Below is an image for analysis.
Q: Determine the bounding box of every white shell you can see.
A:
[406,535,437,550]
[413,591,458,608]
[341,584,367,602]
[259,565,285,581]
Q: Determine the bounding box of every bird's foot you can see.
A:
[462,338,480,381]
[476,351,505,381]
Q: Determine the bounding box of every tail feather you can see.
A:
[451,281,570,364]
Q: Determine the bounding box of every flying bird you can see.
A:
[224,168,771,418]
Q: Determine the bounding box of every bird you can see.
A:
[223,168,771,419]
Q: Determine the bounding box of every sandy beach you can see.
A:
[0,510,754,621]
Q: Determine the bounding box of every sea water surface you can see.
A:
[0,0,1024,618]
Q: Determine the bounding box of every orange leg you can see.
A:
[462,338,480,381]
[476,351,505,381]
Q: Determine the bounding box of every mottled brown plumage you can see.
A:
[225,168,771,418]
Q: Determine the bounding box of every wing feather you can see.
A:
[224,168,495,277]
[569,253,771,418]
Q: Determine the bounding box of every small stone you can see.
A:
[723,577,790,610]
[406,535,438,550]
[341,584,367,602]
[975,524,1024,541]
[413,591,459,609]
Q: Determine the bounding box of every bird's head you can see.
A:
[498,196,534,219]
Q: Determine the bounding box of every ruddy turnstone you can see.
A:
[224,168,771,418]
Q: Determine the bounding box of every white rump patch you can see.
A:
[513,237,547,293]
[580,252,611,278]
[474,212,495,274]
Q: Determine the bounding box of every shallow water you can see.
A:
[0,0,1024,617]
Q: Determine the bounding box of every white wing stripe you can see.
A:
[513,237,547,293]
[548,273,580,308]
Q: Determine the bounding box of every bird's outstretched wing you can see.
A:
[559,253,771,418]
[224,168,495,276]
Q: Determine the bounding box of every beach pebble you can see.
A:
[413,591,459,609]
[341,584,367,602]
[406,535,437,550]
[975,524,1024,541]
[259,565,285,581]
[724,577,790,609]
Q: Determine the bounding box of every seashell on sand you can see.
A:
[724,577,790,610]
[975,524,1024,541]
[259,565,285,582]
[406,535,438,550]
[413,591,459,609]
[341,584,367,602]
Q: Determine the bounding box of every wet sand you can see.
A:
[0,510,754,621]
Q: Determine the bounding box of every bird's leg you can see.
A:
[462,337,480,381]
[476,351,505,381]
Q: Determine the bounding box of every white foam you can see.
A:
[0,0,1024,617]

PROBLEM REQUIREMENTS. Substitute "that is visible" for "you can see" in the rows from the very start up to and including the line with "[724,577,790,609]". Give those lines back with nothing else changed.

OUTPUT.
Below is an image for analysis.
Q: Determine the bounding box of every white shell that is visible.
A:
[406,535,437,550]
[413,591,458,608]
[341,584,367,602]
[259,565,285,581]
Q: Determine the bounding box of every bird's foot that is visible.
A:
[462,338,480,381]
[476,351,505,381]
Q: Determine the bounding box of every tail feather that is visible.
A:
[451,281,570,364]
Q: Determine the bounding box of every flying bird that is visible.
A:
[224,168,771,418]
Q: Determine the bounding box of every bird that is visible.
A:
[223,168,771,419]
Q: Determine the bounding box of every sandy beach that is visible.
A:
[0,510,754,621]
Q: Determine the bounding box of every sea water surface that is visible.
A:
[0,0,1024,618]
Q: Determine the bounding box of every orange leg that is visible.
A:
[462,338,480,381]
[476,351,505,381]
Q: Determine the bounding box of every mottled brown plumage that is visible.
A:
[225,168,771,418]
Q: Determine the bounding box of every wing feather that is visible.
A:
[224,168,495,277]
[569,253,771,418]
Q: Determine the bounding box of every small stone that is visible.
A:
[723,577,790,610]
[406,535,438,550]
[341,584,367,602]
[975,524,1024,541]
[413,591,459,609]
Q: Determine the bounding box of every bird's head that is visible.
A:
[498,196,534,219]
Q: Determine the bounding box of every ruddy turnstone that is visible.
A:
[224,168,771,418]
Q: Determine the bounding box of every white rump patch that is visible.
A:
[513,237,547,293]
[580,252,611,278]
[474,212,495,274]
Q: Determine the bounding box of every shallow water that is visible.
A:
[0,0,1024,617]
Q: Determine the bounding box of every white wing stripe that is visible.
A:
[513,237,547,293]
[548,273,580,308]
Q: Determine the bounding box of every bird's outstretched wing that is visible.
A:
[559,253,771,418]
[224,168,495,276]
Q: Determine the bounding box of every beach pebble that is visible.
A:
[413,591,459,609]
[341,584,367,602]
[406,535,437,550]
[975,524,1024,541]
[259,565,285,581]
[724,577,790,609]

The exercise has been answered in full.